## Exercise
Rewrite every row below, changing "whole-pixels" to "integer-pixels" wherever it occurs and keeping everything else the same. Leave the pictures out of your answer.

## Extracted records
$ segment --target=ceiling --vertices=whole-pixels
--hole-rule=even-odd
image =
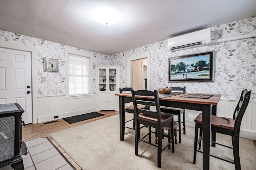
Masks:
[[[0,0],[0,29],[110,55],[256,16],[255,0]],[[97,8],[121,19],[95,21]]]

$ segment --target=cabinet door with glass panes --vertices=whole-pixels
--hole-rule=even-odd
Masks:
[[[119,66],[96,66],[96,86],[97,92],[117,92],[119,88]]]

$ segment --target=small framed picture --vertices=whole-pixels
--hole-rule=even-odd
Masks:
[[[44,71],[45,72],[58,72],[58,60],[44,57]]]

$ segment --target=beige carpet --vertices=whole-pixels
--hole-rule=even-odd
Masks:
[[[126,117],[132,117],[127,114]],[[139,154],[134,154],[135,131],[126,128],[124,141],[120,141],[119,115],[110,117],[60,131],[50,134],[83,170],[158,169],[157,148],[144,143],[139,145]],[[143,128],[146,132],[148,129]],[[202,169],[202,154],[197,152],[196,164],[193,162],[194,129],[186,127],[182,143],[175,145],[175,153],[166,149],[162,152],[162,170]],[[231,145],[231,137],[217,134],[217,142]],[[154,141],[154,136],[152,140]],[[167,139],[164,143],[167,143]],[[256,149],[251,140],[240,138],[242,169],[256,169]],[[232,150],[217,146],[212,154],[233,159]],[[234,165],[211,157],[210,169],[235,169]]]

## Exercise result
$ segment --target=ceiling --vertices=integer-pixels
--hole-rule=even-odd
image =
Masks:
[[[0,0],[0,29],[110,55],[256,16],[255,0]],[[97,8],[121,19],[95,21]]]

$ segment --target=cabinet door with glass panes --vertices=integer-pixels
--hole-rule=even-odd
Masks:
[[[119,66],[96,66],[96,86],[97,92],[117,92],[119,88]]]

$ segment --target=small framed picture --vertices=integer-pixels
--hole-rule=even-odd
Masks:
[[[44,71],[45,72],[58,72],[58,60],[44,57]]]

$ segment --target=beige carpet --vertices=integer-pixels
--hole-rule=even-odd
Masks:
[[[126,117],[132,117],[127,114]],[[139,154],[134,154],[135,131],[126,128],[124,141],[120,141],[119,115],[110,117],[60,131],[50,134],[83,170],[158,169],[157,148],[144,143],[139,145]],[[143,128],[146,132],[148,129]],[[202,169],[202,154],[197,152],[196,164],[193,162],[194,129],[186,127],[182,143],[175,145],[175,153],[166,149],[162,152],[162,170]],[[231,145],[231,137],[217,134],[217,142]],[[154,141],[154,136],[152,140]],[[167,139],[164,143],[167,143]],[[256,149],[251,140],[240,138],[242,169],[256,169]],[[232,150],[217,146],[212,154],[233,159]],[[234,165],[211,157],[210,169],[235,169]]]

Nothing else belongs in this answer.